• Görev tanımı: Güvenlik işçileri haberinde "Fotoğraf: A.Savin /" ifadesinden "çalışmak istediklerini söyledi." ifadesine kadar olan bölümü hiç değiştirmeden döndür.

26 Eylül 2022 04:06

Kadın güvenlik işçileri: İnsani koşullarda çalışmak istiyoruz

Güvenlik İşçisi Hülya Onay'ın tuvalet ihtiyacını karşılamak için yolun karşısına geçerken bir arabanın çarpması sonucu yaşamını yitirmesi güvenlik işçilerinin çalışma koşullarını gündeme getirdi.

Fotoğraf: A.Savin / Wikimedia Commons (CC BY-SA 4.0)

Paylaş

Ramis SAĞLAM
İzmir

İzmir’de kent içi ulaşımın önemli oranda yükünü üstlenen metro ve tramvay istasyonlarında kışın soğukta yağmurda, yazın sıcakta güneş altında açık alanda çalışan güvenlik işçileri her gün farklı sorunlarla karşı karşıya kalmaya devam ediyor. Geçtiğimiz hafta Tramvay Köprü Durağı’nda görevli Güvenlik İşçisi Hülya Onay, mesai saati içinde tuvalet ihtiyacını karşılamak için yolun karşısına geçerken bir arabanın çarpması sonucu yaşamını yitirdi. Hülya Onay’ın ölümünün ardından istasyonlarda görevli çalışan kadın işçiler yaşadıkları sorunları gazetemize anlattı. İsimlerinin özellikle yazılmasını istemeyen kadın güvenlik işçileri, insani koşullarda çalışmak istediklerini söyledi.

"TUVALET OLMADIĞI İÇİN SIVI TÜKETMİYORUZ"

Tramvayda 2017 yılından beri güvenlik olarak çalışan bir işçi, duraklarda yaşadıkları sıkıntıları sıkça dile getirmelerine rağmen hiçbir önlem alınmadığını söyledi. İşçi, “Duraklarda kabinetlerin içine girip oturup dinlenebileceğimiz, sandalye ve yemek yiyebileceğimiz bir masamız bile yok. İçi yosun bağlamış sebillerden su içmek zorunda kalıyoruz. Zaten sebillerin çoğu da çalışmıyor. Yazın soğuk su, kışın sıcak bir kahve çay içemiyoruz. Tuvalet ihtiyacımızı karşılayacak yer olmadığı için birçoğumuz da sıvı tüketmemeye çalışıyoruz” dedi.

"DİNLENMEK YERİNE TUVALET ARIYORUZ"

Kadınların daha zor durumda olduklarını ifade eden işçi, “Özellikle regl dönemlerinde daha sık tuvalet ihtiyacımız oluyor. Fakat ne kadar acil olursa olsun durağı boş bırakıp gidemiyoruz. İhtiyacımız ne kadar acil olursa olsun yerimize biri gelene kadar beklemek durumundayız. Duraktan ayrılıp çevredeki esnaftan, her gün başımızı önümüze eğip, ‘Tuvaleti kullanabilir miyim?​’ diye rica etmemiz gerekiyor. Bazen gittiğimiz işyerleri tuvaletlerini kullanmamıza izin vermiyor. 30 dakikalık molamızın 6-7 dakikası trafik lambalarında geçiyor. Molamız tuvalete gidip gelmekle dolduğu için dinlenmeye vaktimiz olmuyor. 5 yıl oldu hâlâ duraklara birer tane tuvalet yapılmadı” diye konuştu.

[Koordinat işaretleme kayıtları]
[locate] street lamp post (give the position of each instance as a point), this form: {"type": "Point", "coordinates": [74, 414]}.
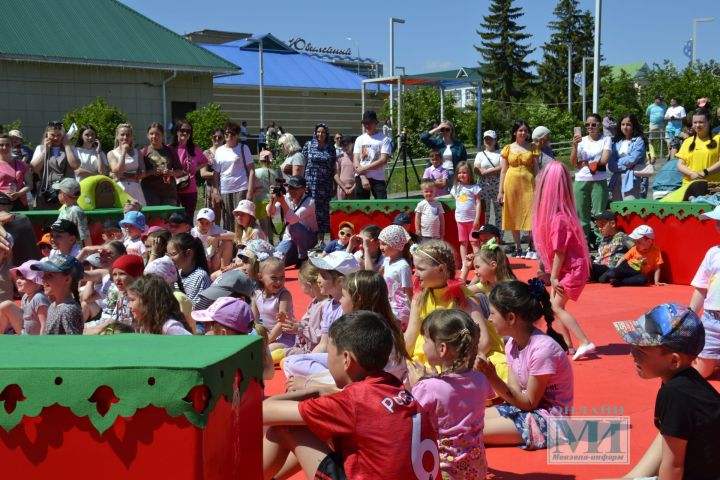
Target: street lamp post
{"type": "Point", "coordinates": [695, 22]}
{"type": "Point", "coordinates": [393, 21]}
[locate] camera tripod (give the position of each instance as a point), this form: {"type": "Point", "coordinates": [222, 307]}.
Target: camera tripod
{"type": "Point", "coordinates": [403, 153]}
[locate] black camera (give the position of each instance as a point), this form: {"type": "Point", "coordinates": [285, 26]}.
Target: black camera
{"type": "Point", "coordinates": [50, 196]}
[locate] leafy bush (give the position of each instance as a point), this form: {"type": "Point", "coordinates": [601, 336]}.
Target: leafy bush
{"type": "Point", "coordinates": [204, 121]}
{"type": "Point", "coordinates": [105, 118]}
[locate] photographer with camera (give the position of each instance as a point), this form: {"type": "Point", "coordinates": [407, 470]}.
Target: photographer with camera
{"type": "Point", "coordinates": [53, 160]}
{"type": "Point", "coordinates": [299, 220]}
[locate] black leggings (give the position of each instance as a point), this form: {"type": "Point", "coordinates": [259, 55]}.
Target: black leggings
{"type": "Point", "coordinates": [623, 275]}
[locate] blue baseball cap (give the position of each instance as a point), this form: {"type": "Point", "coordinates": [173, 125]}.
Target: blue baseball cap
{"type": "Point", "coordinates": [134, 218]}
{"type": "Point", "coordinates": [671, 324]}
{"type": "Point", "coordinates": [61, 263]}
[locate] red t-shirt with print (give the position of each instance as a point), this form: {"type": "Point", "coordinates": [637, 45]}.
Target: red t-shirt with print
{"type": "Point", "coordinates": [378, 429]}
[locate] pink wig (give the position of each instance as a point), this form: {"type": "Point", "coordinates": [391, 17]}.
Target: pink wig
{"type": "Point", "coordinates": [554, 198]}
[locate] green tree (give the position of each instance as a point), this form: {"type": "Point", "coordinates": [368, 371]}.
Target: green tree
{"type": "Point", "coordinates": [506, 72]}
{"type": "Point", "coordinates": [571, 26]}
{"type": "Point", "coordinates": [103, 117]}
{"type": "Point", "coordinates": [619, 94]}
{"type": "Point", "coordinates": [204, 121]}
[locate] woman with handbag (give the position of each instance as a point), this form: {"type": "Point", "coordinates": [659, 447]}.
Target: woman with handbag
---
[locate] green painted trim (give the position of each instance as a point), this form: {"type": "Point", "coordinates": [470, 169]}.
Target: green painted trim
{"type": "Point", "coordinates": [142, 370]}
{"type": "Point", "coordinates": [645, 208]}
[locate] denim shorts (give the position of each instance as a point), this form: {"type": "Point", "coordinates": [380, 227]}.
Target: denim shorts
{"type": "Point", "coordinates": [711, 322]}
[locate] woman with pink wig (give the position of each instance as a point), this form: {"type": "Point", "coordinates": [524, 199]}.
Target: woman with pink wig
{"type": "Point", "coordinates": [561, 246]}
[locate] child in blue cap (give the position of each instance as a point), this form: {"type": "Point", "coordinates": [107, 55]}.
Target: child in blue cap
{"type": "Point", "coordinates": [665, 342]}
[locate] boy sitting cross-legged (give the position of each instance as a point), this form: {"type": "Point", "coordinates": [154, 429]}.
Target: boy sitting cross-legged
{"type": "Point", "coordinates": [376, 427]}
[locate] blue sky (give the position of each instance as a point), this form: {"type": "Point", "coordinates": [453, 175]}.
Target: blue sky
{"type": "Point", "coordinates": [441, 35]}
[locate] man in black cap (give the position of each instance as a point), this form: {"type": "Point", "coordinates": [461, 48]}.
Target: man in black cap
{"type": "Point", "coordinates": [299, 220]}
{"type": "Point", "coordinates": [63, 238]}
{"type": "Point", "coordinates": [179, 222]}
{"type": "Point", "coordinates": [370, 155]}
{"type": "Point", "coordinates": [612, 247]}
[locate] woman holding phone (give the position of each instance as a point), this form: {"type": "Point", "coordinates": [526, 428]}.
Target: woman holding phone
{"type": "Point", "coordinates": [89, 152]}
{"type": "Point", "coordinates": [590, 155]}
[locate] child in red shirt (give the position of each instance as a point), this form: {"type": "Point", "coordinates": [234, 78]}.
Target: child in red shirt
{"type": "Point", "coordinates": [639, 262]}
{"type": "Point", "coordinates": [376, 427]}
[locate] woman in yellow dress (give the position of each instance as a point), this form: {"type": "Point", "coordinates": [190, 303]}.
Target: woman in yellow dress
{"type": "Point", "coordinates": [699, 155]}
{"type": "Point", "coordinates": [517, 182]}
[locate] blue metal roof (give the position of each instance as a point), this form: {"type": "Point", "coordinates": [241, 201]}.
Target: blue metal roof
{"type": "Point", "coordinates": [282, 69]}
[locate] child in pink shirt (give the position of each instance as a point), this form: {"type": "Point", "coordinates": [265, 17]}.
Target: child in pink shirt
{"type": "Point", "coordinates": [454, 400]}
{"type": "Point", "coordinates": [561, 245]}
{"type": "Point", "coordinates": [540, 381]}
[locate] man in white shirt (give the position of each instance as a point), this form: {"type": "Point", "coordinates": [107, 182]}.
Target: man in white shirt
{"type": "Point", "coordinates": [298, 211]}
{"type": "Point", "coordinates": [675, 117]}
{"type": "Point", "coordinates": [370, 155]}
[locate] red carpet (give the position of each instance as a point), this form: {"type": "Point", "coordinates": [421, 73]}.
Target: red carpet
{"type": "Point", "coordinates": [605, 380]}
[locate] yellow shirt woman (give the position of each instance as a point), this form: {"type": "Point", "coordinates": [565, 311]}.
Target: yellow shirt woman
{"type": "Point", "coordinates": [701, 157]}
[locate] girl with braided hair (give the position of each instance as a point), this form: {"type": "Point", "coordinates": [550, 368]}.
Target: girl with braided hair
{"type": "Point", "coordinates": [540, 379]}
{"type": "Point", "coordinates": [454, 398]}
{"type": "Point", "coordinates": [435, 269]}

• Yazılı yanıt:
Fotoğraf: A.Savin / Wikimedia Commons (CC BY-SA 4.0)

Paylaş

Ramis SAĞLAM
İzmir

İzmir’de kent içi ulaşımın önemli oranda yükünü üstlenen metro ve tramvay istasyonlarında kışın soğukta yağmurda, yazın sıcakta güneş altında açık alanda çalışan güvenlik işçileri her gün farklı sorunlarla karşı karşıya kalmaya devam ediyor. Geçtiğimiz hafta Tramvay Köprü Durağı’nda görevli Güvenlik İşçisi Hülya Onay, mesai saati içinde tuvalet ihtiyacını karşılamak için yolun karşısına geçerken bir arabanın çarpması sonucu yaşamını yitirdi. Hülya Onay’ın ölümünün ardından istasyonlarda görevli çalışan kadın işçiler yaşadıkları sorunları gazetemize anlattı. İsimlerinin özellikle yazılmasını istemeyen kadın güvenlik işçileri, insani koşullarda çalışmak istediklerini söyledi.